Records contained in a dataset
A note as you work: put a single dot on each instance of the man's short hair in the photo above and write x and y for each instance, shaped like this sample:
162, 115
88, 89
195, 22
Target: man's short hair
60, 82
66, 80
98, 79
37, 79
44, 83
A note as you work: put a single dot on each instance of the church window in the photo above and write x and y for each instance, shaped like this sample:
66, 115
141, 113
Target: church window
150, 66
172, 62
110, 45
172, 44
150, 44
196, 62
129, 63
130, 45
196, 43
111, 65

REQUIREMENT
Retype the records that precede this task, keeping them exactly the same.

RESPONSE BELOW
A note as you work: put a single dot on each instance of the man's short hair in the photo above and write x and y for each instance, shaped like this sample:
162, 115
88, 89
195, 22
Target: man's short hair
60, 82
66, 80
98, 79
37, 79
44, 83
A note as you work: put a single dot on each instance of the church window in the photo above and write x and y for each instance, shaped like this sample:
66, 115
141, 113
Target: church window
150, 66
172, 62
110, 45
172, 44
150, 44
196, 62
129, 63
130, 45
196, 43
111, 65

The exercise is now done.